### TO DO
Taking the line that contains "In the photo above, where can the vanity" as the first, copy exactly every line through the last line of the records, and nothing else.

### Point localization data
--- START ---

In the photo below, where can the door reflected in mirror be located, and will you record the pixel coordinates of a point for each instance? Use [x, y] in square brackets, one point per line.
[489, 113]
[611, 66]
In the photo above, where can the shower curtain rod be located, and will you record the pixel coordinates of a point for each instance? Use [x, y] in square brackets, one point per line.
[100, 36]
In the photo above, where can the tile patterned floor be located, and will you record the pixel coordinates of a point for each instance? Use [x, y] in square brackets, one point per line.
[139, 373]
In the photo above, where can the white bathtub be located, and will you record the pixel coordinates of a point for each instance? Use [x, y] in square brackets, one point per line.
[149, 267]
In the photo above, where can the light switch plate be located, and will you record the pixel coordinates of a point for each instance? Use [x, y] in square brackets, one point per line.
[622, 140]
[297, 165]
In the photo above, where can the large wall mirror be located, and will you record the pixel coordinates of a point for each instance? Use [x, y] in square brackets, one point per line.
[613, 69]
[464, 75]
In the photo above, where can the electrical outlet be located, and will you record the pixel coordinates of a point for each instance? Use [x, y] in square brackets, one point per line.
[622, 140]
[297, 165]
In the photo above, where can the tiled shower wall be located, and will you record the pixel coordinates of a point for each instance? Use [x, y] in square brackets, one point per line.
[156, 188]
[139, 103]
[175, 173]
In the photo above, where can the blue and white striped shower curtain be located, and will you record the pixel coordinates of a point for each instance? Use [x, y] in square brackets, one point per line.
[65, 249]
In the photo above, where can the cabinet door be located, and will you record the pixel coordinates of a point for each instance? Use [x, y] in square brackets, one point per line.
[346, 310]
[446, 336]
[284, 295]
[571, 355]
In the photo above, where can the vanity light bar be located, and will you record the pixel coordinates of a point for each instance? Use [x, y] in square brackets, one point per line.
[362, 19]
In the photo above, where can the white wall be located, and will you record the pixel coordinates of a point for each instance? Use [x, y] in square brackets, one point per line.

--- END ---

### RESULT FOR THIS EXERCISE
In the photo above, where can the vanity light bar be located, and will you record the pixel coordinates of a point for each instance? Use [x, y] in square brackets, one point per line.
[362, 19]
In the photo above, where can the white wall be located, and will you record the pixel coordinates of a point for each instance? Use [x, y] in square brackets, one point per line.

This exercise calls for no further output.